> [Your goal]: Copy everything from the line reading "Query: shoulder" down to the end of the listing, requests included, with each point coordinate in the answers multiplied by 0.95 and rounded to a whole number, halves rounded up. Return only those lines.

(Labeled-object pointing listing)
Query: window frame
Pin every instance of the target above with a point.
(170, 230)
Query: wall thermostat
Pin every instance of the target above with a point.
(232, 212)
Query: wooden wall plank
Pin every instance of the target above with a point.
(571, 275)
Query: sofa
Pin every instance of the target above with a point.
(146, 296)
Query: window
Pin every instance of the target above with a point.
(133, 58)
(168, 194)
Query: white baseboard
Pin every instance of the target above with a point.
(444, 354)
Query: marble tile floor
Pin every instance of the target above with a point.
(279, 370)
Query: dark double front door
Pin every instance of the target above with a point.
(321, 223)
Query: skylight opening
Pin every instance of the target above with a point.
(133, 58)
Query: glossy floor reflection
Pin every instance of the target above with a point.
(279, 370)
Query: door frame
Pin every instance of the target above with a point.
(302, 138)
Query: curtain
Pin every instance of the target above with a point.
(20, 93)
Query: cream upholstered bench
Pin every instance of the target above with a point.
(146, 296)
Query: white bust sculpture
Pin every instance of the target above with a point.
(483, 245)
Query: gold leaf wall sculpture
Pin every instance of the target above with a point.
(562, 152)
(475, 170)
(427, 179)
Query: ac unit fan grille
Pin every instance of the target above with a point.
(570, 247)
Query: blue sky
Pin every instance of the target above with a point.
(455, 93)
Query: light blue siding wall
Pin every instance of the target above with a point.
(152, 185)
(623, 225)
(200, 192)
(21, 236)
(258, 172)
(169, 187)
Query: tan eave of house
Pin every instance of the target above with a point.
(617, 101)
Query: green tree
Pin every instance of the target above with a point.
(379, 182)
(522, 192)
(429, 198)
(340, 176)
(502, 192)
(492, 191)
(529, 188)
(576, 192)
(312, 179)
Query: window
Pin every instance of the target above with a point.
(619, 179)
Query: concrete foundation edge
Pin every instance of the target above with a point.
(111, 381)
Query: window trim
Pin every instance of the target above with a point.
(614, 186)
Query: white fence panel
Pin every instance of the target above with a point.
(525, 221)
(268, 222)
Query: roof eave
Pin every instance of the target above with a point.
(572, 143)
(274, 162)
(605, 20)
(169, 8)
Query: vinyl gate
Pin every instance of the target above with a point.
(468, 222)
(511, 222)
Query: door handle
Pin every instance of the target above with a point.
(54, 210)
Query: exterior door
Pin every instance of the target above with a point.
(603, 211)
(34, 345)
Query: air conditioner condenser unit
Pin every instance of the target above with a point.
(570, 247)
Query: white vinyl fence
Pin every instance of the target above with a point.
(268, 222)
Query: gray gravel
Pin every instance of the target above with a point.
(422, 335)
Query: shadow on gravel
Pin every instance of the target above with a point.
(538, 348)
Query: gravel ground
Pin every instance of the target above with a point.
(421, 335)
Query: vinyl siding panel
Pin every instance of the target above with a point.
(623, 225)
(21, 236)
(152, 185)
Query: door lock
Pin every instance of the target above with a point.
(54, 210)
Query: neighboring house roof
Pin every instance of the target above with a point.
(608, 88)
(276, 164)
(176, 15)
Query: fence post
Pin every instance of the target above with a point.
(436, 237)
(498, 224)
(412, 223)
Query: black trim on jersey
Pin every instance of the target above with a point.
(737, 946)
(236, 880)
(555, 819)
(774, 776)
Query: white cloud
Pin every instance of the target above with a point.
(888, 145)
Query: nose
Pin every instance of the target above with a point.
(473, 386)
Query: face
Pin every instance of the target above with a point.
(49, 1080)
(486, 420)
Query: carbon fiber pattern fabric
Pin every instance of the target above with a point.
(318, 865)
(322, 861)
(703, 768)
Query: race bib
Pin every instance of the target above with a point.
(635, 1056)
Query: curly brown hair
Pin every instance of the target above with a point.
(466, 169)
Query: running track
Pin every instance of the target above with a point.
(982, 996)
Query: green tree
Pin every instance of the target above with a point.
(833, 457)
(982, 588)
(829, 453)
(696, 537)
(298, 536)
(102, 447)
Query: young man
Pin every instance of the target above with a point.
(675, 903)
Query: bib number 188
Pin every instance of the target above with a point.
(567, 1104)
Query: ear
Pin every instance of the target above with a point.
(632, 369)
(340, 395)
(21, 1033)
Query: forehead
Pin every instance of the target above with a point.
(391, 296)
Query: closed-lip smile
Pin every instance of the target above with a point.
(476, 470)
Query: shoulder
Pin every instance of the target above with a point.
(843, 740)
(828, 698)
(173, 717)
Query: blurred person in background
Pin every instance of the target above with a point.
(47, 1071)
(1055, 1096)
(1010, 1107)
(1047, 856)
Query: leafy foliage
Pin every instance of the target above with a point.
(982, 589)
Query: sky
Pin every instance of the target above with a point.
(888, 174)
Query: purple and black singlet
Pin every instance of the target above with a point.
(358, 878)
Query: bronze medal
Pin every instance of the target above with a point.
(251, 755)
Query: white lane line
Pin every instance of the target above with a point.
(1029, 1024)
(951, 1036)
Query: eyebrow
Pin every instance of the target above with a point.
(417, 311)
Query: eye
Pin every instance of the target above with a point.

> [Answer to this exercise]:
Query: shoulder
Pin every instance of the target above with a point.
(801, 703)
(787, 663)
(164, 681)
Query: blurred person in background
Pin every instance of the target above with a point.
(45, 1017)
(1002, 1041)
(960, 1052)
(995, 813)
Query: leafy foliage
Pin every instance of the target above with a point.
(933, 560)
Query: sky
Pin every instance of the target above with a point.
(844, 165)
Query: purple and black singlet
Pin every instance of the target above with a point.
(340, 834)
Query: bronze medal
Pin every instance of the target above with a point.
(238, 717)
Query: white lane line
Pin every instance of the target above with a point.
(978, 973)
(903, 984)
Query: eyebrow
Pin every instance of the target above with a point.
(396, 295)
Query: eye
Pin every instance of the target above with a point.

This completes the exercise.